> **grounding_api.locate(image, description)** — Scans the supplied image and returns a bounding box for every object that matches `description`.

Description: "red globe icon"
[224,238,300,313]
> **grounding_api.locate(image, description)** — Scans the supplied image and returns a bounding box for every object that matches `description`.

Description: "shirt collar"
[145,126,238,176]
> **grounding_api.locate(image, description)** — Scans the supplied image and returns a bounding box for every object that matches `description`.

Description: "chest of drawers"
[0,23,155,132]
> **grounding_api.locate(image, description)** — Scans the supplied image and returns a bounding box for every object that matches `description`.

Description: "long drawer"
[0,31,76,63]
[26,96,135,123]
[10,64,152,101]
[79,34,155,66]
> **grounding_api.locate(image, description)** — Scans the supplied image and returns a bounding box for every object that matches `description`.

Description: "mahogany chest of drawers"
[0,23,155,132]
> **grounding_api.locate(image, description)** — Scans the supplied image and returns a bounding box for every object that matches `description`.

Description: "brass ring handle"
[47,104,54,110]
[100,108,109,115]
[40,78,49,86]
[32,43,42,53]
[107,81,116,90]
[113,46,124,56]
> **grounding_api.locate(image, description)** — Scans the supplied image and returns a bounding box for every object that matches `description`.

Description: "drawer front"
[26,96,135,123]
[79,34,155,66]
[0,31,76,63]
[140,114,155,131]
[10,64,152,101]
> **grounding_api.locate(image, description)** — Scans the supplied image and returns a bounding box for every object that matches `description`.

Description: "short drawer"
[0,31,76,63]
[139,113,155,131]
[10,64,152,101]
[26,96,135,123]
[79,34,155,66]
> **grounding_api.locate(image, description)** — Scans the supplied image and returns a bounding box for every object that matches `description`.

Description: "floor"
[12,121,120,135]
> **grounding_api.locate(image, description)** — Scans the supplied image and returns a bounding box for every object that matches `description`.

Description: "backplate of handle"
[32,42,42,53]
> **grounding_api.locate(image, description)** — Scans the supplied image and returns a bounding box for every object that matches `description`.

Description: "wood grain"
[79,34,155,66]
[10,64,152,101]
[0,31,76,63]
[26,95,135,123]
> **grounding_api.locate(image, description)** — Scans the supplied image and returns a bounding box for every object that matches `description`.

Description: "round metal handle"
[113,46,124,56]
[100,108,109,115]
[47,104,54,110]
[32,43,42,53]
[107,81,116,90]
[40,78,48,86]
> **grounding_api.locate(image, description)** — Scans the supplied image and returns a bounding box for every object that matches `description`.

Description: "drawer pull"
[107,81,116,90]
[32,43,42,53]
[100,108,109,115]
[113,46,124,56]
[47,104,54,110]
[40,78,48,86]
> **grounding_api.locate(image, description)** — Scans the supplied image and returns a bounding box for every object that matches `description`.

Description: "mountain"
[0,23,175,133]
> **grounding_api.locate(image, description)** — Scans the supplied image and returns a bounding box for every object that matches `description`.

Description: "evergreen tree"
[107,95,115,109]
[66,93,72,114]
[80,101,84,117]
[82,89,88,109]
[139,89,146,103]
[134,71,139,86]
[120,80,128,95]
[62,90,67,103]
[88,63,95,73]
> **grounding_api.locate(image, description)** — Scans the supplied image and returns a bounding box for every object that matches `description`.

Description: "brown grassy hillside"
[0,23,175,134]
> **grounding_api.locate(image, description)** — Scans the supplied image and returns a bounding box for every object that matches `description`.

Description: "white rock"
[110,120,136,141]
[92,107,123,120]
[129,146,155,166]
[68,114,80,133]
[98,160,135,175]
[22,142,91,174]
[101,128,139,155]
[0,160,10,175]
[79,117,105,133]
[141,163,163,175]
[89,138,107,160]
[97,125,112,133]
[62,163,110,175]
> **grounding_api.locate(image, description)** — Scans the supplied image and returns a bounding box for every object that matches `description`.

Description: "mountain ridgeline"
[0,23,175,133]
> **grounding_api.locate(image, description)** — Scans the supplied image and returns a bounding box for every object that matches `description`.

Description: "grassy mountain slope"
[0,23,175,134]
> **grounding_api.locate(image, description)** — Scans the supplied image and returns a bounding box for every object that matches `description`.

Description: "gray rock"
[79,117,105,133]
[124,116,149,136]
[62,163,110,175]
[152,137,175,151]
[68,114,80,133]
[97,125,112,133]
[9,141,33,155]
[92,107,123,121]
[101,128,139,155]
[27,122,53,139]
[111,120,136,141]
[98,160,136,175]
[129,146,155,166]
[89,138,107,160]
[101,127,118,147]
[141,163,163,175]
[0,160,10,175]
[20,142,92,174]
==
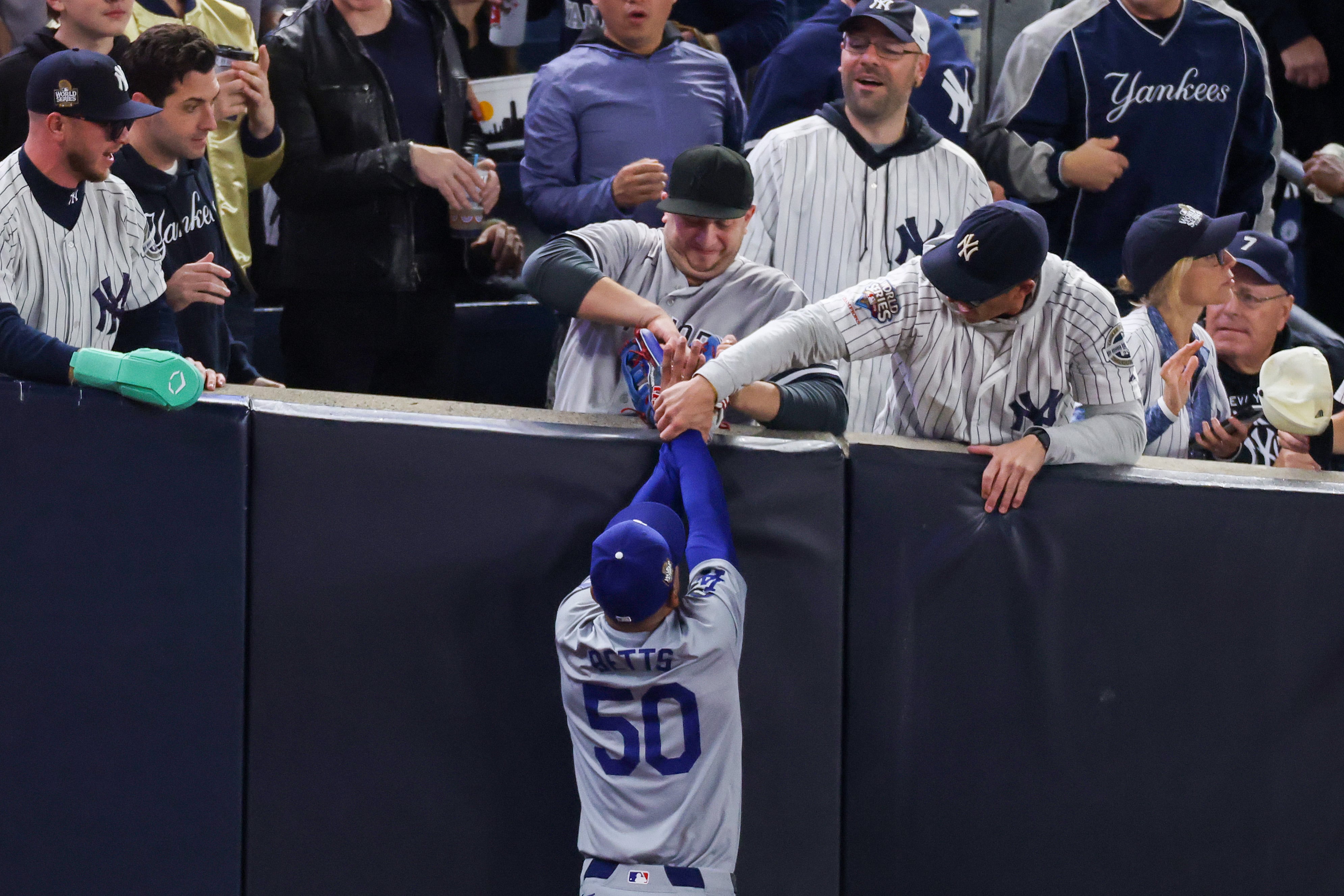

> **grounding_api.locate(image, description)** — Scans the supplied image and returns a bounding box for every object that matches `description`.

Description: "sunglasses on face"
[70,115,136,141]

** STATED PROBLEM **
Which lines in the records above contain the word "rock"? Show each one in full.

** EXERCISE RESULT **
Description: "white rock"
Description: "gray rock"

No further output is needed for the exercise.